WHAT IS EXPECTED
Rewrite all three records, changing "mask job" to "segmentation task" wherever it appears and leaving everything else as it is. Omit the pictures from your answer.

GIVEN RECORDS
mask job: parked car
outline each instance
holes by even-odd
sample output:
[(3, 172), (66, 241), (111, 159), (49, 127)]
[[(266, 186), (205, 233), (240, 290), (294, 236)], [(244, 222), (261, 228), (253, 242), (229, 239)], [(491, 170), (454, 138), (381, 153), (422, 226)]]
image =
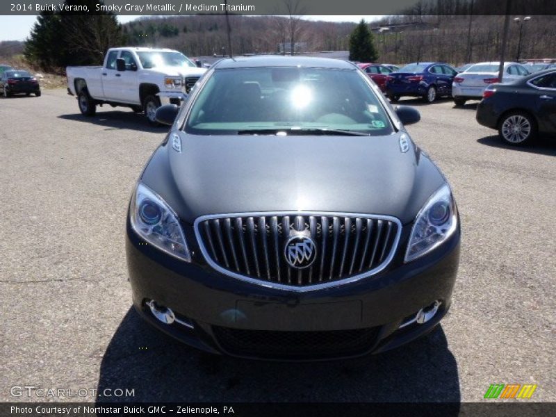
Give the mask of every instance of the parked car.
[(0, 92), (4, 97), (10, 97), (15, 94), (30, 96), (34, 94), (40, 97), (40, 85), (34, 76), (26, 71), (9, 70), (0, 76)]
[(386, 76), (392, 70), (380, 64), (357, 64), (357, 66), (372, 79), (382, 91), (386, 91)]
[(464, 71), (467, 70), (467, 69), (471, 67), (471, 65), (474, 65), (475, 64), (464, 64), (461, 67), (456, 67), (454, 68), (458, 74), (460, 72), (464, 72)]
[(13, 67), (8, 64), (0, 64), (0, 76), (1, 76), (5, 71), (8, 71), (8, 70), (13, 70)]
[(556, 70), (490, 85), (477, 108), (477, 121), (498, 129), (510, 145), (530, 142), (539, 132), (556, 133)]
[(442, 63), (407, 64), (388, 76), (386, 94), (392, 101), (410, 96), (432, 103), (438, 97), (452, 95), (455, 74), (455, 70)]
[(179, 105), (206, 72), (177, 51), (136, 47), (108, 49), (102, 67), (66, 69), (68, 92), (85, 116), (106, 103), (142, 111), (152, 124), (161, 104)]
[[(456, 106), (463, 106), (467, 100), (480, 100), (489, 84), (500, 82), (499, 68), (500, 63), (479, 63), (458, 74), (452, 84), (452, 95)], [(504, 63), (502, 82), (512, 82), (529, 74), (521, 64)]]
[(459, 220), (446, 179), (349, 62), (225, 58), (181, 109), (129, 205), (133, 303), (163, 332), (237, 357), (393, 348), (450, 305)]
[(530, 74), (533, 74), (534, 72), (539, 72), (543, 70), (548, 70), (554, 65), (555, 64), (546, 63), (525, 63), (523, 64), (523, 67), (525, 67)]
[(400, 67), (398, 65), (393, 65), (392, 64), (381, 64), (381, 65), (383, 65), (386, 68), (390, 68), (392, 71), (398, 71), (400, 70)]

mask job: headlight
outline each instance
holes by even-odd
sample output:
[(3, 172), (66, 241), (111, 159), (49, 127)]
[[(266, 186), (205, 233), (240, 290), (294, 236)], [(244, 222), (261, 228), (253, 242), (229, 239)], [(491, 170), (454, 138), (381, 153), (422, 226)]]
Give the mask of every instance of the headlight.
[(181, 88), (181, 76), (167, 76), (164, 79), (164, 86), (166, 88)]
[(143, 239), (170, 255), (191, 261), (177, 215), (162, 198), (141, 183), (131, 197), (129, 213), (131, 226)]
[(433, 194), (415, 218), (405, 262), (430, 252), (448, 239), (457, 227), (457, 209), (446, 184)]

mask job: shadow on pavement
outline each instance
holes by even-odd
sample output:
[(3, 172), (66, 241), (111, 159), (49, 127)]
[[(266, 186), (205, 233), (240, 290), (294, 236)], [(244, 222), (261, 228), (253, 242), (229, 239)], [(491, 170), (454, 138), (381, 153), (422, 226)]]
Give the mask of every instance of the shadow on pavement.
[[(104, 389), (117, 388), (134, 389), (135, 396), (101, 396)], [(133, 308), (104, 354), (98, 393), (97, 404), (112, 400), (459, 403), (461, 398), (457, 366), (441, 327), (400, 349), (364, 359), (268, 362), (197, 351), (152, 328)]]
[(477, 139), (477, 142), (482, 145), (492, 146), (511, 151), (518, 151), (521, 152), (530, 152), (532, 154), (539, 154), (541, 155), (548, 155), (549, 156), (556, 156), (556, 138), (555, 136), (541, 136), (537, 138), (531, 144), (524, 146), (512, 146), (506, 145), (502, 142), (498, 135), (485, 136)]
[(60, 115), (58, 117), (65, 120), (92, 123), (104, 126), (104, 130), (130, 129), (161, 133), (165, 133), (169, 129), (168, 126), (151, 126), (142, 113), (134, 113), (131, 111), (98, 111), (95, 115), (91, 117), (84, 116), (81, 113)]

SOLUTION TO THE EXERCISE
segmentation task: parked car
outline each instance
holes by even-odd
sample output:
[(3, 172), (66, 241), (111, 159), (49, 127)]
[[(266, 186), (205, 233), (240, 290), (294, 236)], [(244, 222), (261, 228), (253, 242), (229, 239)], [(491, 170), (454, 138), (381, 153), (422, 226)]]
image =
Give the mask of every instance of the parked car.
[(0, 92), (4, 97), (10, 97), (15, 94), (30, 96), (34, 94), (40, 97), (40, 85), (34, 76), (26, 71), (9, 70), (0, 76)]
[(386, 76), (392, 70), (380, 64), (357, 64), (357, 66), (372, 79), (382, 91), (386, 91)]
[(464, 71), (467, 70), (467, 69), (471, 67), (471, 65), (474, 65), (475, 64), (464, 64), (461, 67), (456, 67), (454, 68), (458, 74), (460, 72), (464, 72)]
[(13, 67), (8, 64), (0, 64), (0, 76), (1, 76), (5, 71), (8, 71), (8, 70), (13, 70)]
[(556, 70), (490, 85), (477, 108), (477, 121), (498, 129), (510, 145), (530, 142), (539, 132), (556, 133)]
[(442, 63), (407, 64), (388, 76), (386, 94), (392, 101), (410, 96), (432, 103), (438, 97), (452, 95), (455, 74), (455, 70)]
[(179, 105), (206, 72), (177, 51), (136, 47), (108, 49), (102, 67), (66, 69), (68, 92), (85, 116), (106, 103), (142, 111), (152, 124), (161, 104)]
[[(456, 106), (463, 106), (467, 100), (480, 100), (489, 84), (500, 82), (499, 68), (500, 63), (479, 63), (458, 74), (452, 84), (452, 95)], [(504, 63), (502, 82), (512, 82), (529, 74), (521, 64)]]
[(459, 220), (446, 179), (349, 62), (225, 58), (181, 109), (129, 205), (133, 303), (163, 332), (237, 357), (393, 348), (450, 305)]
[(530, 74), (533, 74), (534, 72), (539, 72), (543, 70), (548, 70), (554, 65), (555, 64), (546, 63), (525, 63), (523, 64), (523, 67), (525, 67)]
[(400, 67), (398, 65), (393, 65), (392, 64), (381, 64), (381, 65), (383, 65), (386, 68), (390, 68), (392, 71), (398, 71), (400, 70)]

segmentation task: headlight
outline each instance
holes by even-odd
sample output:
[(3, 172), (66, 241), (111, 159), (49, 127)]
[[(266, 186), (205, 233), (240, 290), (294, 236)], [(244, 222), (261, 228), (253, 242), (229, 239)], [(491, 170), (454, 138), (381, 153), (422, 226)]]
Give the mask of every instance of the headlight.
[(181, 88), (181, 76), (167, 76), (164, 79), (164, 86), (166, 88)]
[(143, 239), (170, 255), (191, 261), (177, 215), (162, 198), (141, 183), (131, 197), (129, 213), (131, 226)]
[(433, 194), (415, 218), (405, 262), (430, 252), (448, 239), (457, 227), (457, 209), (446, 184)]

segmentation task: shadow on pavement
outline each instance
holes by even-odd
sample output:
[(3, 172), (66, 241), (111, 159), (49, 127)]
[[(266, 186), (205, 233), (240, 290), (294, 236)], [(244, 222), (261, 228), (253, 242), (229, 239)], [(491, 170), (454, 138), (381, 153), (422, 226)]]
Give the mask of every instance of the shadow on pavement.
[[(104, 389), (117, 388), (134, 389), (135, 396), (101, 396)], [(133, 308), (104, 354), (98, 393), (97, 404), (112, 400), (459, 403), (461, 398), (457, 366), (441, 327), (400, 349), (364, 359), (268, 362), (197, 351), (152, 328)]]
[(477, 139), (477, 142), (482, 145), (492, 146), (511, 151), (518, 151), (521, 152), (530, 152), (532, 154), (539, 154), (541, 155), (548, 155), (549, 156), (556, 156), (556, 138), (555, 136), (541, 136), (537, 138), (531, 144), (524, 146), (512, 146), (506, 145), (502, 142), (498, 135), (485, 136)]
[(60, 115), (58, 117), (65, 120), (92, 123), (104, 126), (104, 130), (130, 129), (161, 133), (165, 133), (169, 129), (168, 126), (151, 126), (142, 113), (134, 113), (131, 111), (98, 111), (95, 115), (91, 117), (84, 116), (81, 113)]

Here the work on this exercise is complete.